WHAT YOU SHOULD DO
Copy out everything from the line containing "Q: Give the pixel coordinates of a point on the dark" down to the end of the items, including both of those lines, with no changes.

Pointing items
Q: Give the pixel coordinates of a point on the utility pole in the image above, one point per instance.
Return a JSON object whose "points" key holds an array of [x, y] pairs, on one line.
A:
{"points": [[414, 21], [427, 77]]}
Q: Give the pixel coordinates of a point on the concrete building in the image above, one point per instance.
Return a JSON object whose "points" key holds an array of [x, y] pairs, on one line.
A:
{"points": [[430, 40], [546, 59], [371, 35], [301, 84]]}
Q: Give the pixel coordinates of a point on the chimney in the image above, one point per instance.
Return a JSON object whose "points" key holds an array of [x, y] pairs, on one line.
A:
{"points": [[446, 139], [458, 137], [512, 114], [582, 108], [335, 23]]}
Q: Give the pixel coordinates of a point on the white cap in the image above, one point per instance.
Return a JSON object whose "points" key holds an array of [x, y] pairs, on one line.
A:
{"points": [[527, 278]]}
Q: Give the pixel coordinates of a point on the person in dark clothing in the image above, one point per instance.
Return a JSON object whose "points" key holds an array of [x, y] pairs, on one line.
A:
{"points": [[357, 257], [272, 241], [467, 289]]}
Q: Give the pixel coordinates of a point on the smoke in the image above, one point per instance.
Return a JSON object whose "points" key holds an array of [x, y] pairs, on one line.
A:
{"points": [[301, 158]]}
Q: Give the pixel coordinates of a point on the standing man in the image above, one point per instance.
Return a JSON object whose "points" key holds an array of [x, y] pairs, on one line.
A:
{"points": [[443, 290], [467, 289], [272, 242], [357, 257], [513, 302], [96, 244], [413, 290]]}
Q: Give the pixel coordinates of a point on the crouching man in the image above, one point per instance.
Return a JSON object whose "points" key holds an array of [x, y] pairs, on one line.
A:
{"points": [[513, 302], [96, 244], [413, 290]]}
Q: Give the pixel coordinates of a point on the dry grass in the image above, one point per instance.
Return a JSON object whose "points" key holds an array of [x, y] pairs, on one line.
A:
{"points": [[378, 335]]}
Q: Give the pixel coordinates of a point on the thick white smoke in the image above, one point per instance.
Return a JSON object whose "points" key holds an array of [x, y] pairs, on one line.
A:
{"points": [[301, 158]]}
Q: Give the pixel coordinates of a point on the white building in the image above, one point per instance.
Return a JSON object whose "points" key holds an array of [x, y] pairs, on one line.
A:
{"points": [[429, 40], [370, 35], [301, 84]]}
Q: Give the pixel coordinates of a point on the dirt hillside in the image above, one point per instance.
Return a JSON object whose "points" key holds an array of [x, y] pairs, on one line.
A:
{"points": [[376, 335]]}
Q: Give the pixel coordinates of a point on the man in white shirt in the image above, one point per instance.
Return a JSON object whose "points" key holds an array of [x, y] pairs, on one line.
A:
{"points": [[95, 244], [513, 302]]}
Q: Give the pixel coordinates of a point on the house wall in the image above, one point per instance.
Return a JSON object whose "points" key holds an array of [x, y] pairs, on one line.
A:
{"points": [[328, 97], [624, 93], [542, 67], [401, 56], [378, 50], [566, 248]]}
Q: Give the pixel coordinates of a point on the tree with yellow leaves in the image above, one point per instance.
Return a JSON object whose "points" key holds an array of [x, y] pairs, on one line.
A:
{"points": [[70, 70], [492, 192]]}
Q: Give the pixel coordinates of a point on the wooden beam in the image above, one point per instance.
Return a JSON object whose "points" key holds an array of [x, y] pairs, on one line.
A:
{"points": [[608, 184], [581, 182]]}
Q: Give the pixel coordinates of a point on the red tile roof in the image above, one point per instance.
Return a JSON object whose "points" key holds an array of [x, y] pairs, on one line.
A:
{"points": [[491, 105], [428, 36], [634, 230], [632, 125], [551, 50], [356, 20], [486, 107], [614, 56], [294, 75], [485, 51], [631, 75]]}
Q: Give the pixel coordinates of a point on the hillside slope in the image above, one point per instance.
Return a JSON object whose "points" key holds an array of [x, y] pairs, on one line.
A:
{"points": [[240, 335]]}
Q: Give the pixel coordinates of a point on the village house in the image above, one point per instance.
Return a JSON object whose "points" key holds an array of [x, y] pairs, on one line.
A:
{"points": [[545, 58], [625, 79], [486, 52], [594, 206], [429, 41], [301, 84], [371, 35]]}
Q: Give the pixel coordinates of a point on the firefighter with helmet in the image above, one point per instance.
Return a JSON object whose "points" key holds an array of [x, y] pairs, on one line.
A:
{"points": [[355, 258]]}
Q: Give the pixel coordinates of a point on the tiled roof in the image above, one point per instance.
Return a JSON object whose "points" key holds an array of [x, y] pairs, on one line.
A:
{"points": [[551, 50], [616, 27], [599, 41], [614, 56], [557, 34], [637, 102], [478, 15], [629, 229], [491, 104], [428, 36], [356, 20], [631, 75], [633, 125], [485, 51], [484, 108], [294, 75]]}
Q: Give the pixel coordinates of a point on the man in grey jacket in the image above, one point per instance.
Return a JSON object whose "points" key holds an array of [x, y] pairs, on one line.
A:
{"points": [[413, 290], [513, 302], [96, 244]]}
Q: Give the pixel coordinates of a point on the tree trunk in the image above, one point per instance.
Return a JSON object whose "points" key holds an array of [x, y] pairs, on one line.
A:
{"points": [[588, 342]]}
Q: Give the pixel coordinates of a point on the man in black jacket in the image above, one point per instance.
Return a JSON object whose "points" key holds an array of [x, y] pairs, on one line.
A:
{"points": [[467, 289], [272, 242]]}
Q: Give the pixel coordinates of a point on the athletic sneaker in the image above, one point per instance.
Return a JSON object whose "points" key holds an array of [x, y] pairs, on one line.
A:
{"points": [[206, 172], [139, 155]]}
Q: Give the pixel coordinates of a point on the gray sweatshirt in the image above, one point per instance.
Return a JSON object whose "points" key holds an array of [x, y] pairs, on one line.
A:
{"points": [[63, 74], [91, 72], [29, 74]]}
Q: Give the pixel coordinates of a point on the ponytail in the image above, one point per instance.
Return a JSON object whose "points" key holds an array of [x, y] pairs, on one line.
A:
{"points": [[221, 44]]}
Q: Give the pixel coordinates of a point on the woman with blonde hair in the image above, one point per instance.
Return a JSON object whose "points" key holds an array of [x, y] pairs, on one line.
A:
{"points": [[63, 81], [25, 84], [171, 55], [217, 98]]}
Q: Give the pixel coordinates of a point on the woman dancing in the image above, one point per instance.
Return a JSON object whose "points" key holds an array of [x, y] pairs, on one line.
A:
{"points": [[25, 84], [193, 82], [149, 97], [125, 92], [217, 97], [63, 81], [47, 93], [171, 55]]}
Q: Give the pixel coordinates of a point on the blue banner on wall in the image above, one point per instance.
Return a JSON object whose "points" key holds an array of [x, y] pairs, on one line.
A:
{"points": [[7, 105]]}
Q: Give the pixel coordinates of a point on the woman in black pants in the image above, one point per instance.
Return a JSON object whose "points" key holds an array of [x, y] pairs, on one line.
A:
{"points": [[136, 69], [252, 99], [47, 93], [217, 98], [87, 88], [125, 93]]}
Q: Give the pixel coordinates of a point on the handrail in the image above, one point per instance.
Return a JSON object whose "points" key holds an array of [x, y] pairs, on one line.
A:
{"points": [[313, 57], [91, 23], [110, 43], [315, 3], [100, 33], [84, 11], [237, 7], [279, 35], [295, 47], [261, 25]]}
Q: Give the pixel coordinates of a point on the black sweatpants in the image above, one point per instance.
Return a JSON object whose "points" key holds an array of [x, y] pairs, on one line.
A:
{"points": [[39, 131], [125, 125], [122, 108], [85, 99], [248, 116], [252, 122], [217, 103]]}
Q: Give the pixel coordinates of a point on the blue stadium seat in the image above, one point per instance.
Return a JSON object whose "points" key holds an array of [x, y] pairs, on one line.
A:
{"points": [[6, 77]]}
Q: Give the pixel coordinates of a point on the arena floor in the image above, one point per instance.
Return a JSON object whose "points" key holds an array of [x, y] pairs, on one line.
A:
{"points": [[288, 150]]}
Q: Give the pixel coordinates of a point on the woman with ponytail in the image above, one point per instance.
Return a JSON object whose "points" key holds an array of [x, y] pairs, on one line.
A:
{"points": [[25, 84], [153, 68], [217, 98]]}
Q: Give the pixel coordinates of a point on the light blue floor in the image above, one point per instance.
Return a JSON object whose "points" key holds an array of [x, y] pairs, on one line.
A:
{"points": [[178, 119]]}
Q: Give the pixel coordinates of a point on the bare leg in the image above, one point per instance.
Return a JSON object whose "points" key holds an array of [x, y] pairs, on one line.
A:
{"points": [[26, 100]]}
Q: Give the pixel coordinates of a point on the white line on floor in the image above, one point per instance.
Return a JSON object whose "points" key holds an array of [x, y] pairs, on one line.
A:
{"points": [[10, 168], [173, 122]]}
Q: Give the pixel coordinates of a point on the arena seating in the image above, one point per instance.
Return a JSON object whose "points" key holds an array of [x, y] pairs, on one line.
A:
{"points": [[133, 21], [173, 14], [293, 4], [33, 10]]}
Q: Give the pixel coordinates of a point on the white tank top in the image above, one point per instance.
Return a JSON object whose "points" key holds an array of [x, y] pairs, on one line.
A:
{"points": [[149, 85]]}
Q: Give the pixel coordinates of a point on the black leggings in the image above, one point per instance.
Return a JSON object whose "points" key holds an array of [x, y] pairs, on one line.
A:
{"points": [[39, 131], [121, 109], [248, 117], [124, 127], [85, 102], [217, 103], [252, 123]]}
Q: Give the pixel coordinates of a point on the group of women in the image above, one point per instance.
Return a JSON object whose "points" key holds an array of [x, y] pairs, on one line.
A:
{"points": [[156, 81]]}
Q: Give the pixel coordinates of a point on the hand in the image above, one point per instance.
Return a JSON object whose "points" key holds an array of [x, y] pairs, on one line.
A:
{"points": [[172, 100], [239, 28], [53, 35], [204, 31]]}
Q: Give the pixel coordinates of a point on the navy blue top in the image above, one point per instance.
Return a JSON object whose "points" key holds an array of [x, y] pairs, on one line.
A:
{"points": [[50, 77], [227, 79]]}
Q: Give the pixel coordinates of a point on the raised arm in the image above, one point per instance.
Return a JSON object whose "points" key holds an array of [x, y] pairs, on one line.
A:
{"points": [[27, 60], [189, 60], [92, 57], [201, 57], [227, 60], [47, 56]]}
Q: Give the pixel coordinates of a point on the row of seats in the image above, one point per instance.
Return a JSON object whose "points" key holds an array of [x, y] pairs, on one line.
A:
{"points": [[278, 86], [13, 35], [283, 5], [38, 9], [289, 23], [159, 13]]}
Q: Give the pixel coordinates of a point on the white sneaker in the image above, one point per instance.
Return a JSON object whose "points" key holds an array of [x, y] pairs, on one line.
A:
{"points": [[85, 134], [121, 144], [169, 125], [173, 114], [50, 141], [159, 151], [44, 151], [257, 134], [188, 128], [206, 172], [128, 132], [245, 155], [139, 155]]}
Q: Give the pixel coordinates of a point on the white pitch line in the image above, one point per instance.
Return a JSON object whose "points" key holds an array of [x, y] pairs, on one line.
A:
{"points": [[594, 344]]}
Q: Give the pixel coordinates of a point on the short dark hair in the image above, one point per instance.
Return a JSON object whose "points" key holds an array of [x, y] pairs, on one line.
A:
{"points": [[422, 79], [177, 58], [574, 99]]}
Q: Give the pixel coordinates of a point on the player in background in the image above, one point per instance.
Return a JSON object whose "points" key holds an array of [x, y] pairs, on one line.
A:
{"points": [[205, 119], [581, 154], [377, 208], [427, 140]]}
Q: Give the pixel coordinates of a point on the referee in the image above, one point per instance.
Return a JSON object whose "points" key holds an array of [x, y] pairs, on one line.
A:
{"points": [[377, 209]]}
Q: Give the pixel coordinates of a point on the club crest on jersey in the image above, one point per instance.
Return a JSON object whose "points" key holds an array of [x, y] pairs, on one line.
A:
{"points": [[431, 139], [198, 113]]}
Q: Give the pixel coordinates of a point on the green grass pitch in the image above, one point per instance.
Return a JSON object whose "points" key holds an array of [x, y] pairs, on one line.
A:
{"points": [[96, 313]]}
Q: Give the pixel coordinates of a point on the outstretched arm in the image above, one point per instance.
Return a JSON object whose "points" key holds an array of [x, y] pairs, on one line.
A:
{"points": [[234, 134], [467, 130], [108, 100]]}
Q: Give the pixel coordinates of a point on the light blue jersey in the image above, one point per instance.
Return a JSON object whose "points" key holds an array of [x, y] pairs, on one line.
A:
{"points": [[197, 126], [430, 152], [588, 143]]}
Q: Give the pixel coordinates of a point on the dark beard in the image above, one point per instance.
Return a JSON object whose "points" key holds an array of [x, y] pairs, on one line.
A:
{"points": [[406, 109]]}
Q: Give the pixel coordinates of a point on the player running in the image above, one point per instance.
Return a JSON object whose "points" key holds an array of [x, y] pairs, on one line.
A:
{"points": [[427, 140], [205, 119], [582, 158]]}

RESPONSE TO THE EXERCISE
Q: Give the pixel coordinates of a point on the dark beard in the image above, one point per instance.
Return a JSON object whose "points" key holds an array of [x, y] pairs, on one line.
A:
{"points": [[406, 109]]}
Q: Give the pixel coordinates of a point on the player running in the image above, one point per instance.
Return a JSON object whose "points" key holds an array of [x, y] pairs, on one line.
A:
{"points": [[427, 140], [205, 119], [582, 158]]}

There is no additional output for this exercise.